What is asked: Locate every line in the rows below that contains the word "equipment", and copy each of those lines. Case counts when matching.

[Records]
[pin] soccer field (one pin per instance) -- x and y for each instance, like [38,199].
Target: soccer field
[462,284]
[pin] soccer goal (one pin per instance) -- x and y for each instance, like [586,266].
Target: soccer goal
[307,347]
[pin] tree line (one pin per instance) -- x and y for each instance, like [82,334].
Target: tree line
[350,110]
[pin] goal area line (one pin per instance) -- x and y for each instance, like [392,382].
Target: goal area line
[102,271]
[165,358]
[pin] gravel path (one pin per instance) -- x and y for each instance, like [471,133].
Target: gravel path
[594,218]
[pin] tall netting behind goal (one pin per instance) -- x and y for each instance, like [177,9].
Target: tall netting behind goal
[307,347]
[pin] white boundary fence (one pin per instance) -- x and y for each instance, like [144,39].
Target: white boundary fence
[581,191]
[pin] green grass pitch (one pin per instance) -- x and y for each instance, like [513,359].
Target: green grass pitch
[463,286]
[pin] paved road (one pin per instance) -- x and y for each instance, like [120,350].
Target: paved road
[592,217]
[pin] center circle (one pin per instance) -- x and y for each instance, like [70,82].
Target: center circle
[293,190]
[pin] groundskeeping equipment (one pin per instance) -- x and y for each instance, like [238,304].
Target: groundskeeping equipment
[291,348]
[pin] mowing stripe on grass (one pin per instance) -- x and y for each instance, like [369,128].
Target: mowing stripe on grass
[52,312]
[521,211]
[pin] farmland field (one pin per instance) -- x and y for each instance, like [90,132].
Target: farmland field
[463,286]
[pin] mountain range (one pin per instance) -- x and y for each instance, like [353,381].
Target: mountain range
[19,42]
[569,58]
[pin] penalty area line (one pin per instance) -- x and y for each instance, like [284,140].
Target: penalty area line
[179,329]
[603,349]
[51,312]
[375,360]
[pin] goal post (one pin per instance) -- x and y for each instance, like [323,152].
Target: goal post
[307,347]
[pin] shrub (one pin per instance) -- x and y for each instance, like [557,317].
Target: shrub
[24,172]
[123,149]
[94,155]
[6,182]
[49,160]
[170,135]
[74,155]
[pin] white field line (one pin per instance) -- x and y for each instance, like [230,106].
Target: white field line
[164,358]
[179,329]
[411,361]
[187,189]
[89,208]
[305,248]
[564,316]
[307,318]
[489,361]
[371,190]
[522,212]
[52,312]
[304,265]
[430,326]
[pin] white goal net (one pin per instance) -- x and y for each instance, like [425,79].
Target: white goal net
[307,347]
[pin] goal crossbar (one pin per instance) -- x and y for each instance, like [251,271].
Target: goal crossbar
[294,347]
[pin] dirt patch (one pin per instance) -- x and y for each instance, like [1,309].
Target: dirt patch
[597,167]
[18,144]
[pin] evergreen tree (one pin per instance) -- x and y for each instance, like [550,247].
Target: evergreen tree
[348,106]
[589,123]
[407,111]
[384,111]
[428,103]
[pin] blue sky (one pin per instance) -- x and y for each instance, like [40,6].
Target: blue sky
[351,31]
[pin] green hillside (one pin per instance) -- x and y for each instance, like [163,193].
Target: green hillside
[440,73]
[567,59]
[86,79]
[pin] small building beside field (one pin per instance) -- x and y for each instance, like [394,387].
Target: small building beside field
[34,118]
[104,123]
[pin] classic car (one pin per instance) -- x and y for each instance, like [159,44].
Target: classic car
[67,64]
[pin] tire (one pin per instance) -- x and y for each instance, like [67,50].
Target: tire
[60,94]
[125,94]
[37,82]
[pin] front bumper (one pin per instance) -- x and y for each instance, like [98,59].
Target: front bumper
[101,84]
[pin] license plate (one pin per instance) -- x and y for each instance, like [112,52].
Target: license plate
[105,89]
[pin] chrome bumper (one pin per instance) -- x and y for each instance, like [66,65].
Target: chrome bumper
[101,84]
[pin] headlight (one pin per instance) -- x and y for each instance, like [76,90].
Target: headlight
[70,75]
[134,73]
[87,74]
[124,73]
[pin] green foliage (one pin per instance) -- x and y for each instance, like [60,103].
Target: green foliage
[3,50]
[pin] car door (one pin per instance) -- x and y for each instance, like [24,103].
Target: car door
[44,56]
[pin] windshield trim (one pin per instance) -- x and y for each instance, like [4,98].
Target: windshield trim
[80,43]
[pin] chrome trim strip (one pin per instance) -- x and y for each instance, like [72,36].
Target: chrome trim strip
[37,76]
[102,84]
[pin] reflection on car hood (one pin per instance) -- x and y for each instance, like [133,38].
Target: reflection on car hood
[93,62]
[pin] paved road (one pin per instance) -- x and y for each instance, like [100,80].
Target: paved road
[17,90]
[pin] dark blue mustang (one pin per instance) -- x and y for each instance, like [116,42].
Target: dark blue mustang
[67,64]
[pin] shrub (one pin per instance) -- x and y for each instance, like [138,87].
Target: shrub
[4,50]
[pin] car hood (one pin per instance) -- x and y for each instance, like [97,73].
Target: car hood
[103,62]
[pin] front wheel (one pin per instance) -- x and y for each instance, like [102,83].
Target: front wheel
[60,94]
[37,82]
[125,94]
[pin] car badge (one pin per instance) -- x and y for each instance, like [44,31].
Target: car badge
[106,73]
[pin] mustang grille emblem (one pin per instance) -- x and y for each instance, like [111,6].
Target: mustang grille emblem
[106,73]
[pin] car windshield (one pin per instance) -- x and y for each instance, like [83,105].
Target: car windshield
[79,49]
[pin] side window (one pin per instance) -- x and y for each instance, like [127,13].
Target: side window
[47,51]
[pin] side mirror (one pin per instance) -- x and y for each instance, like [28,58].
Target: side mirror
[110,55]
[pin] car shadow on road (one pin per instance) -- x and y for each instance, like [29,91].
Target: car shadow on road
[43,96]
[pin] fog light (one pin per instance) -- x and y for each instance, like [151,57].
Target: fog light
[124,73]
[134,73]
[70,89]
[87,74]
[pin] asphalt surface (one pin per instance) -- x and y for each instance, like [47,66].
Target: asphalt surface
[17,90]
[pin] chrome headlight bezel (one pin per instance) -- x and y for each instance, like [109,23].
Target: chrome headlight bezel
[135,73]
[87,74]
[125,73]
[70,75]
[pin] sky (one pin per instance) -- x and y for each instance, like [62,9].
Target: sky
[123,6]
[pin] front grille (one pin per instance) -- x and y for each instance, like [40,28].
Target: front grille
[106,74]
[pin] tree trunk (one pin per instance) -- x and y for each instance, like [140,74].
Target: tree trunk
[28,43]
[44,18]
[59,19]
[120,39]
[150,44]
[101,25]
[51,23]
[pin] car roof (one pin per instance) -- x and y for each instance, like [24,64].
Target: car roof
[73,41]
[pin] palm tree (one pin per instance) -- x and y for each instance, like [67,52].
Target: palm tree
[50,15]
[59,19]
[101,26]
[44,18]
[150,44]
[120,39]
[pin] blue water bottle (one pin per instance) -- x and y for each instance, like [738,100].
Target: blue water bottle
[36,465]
==
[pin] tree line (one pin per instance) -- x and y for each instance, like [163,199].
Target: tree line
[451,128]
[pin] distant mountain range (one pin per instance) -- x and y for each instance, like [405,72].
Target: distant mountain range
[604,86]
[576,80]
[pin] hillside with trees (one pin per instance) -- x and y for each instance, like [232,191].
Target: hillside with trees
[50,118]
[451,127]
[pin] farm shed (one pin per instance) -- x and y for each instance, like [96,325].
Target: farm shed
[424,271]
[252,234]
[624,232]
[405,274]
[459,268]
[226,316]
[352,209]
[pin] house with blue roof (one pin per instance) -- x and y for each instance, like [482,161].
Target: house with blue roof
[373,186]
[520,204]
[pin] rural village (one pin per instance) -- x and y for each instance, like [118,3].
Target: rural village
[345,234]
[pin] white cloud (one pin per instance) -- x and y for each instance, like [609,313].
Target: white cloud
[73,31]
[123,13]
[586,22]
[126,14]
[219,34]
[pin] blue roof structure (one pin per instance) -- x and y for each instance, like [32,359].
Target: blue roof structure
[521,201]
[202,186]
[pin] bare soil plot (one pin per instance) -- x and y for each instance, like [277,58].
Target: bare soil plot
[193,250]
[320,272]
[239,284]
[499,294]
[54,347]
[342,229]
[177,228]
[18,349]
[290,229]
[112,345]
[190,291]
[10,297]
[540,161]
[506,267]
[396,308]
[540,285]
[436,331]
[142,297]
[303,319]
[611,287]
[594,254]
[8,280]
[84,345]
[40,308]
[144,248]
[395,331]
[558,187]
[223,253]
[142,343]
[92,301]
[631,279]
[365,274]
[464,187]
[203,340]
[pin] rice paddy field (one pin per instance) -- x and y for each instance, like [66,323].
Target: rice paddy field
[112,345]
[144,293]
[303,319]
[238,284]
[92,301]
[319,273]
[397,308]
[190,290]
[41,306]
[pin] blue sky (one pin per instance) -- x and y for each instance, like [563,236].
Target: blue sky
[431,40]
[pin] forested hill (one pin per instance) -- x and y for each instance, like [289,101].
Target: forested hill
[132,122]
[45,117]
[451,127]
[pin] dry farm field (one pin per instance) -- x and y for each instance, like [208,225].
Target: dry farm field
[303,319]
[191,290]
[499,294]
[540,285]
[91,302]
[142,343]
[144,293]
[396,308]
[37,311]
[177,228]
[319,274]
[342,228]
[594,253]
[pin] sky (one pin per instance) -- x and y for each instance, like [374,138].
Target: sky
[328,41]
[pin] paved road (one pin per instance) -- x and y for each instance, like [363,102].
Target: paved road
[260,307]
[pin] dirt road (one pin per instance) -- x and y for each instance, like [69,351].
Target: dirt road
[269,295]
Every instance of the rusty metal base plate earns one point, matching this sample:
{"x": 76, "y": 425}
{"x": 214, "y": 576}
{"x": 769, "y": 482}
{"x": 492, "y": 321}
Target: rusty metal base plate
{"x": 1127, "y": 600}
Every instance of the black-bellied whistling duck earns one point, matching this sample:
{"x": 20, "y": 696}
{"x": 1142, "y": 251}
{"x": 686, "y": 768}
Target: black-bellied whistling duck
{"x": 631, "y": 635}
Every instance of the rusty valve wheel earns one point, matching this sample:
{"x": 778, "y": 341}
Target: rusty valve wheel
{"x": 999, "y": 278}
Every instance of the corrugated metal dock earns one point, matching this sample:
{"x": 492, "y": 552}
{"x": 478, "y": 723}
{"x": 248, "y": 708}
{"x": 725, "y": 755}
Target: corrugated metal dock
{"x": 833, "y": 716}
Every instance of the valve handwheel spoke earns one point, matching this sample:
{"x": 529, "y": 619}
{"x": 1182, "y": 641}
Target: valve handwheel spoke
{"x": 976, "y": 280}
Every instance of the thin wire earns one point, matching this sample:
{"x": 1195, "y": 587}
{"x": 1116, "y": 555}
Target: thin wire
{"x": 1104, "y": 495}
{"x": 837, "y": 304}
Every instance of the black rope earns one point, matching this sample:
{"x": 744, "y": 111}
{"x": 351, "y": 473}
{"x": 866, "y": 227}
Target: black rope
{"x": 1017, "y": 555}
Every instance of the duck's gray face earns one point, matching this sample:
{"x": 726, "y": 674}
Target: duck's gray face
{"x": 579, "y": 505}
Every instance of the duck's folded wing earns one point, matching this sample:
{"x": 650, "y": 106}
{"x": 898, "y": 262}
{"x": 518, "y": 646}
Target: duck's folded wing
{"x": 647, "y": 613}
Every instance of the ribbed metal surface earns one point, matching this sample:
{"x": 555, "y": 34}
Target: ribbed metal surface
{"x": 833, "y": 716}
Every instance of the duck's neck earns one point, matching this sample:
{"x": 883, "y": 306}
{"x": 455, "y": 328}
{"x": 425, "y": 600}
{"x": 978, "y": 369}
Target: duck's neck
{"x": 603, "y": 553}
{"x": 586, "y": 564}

Written solution:
[pin] groundskeeping equipment (one pin per instance) -- x and y for each instance, like [238,304].
Target: groundskeeping equipment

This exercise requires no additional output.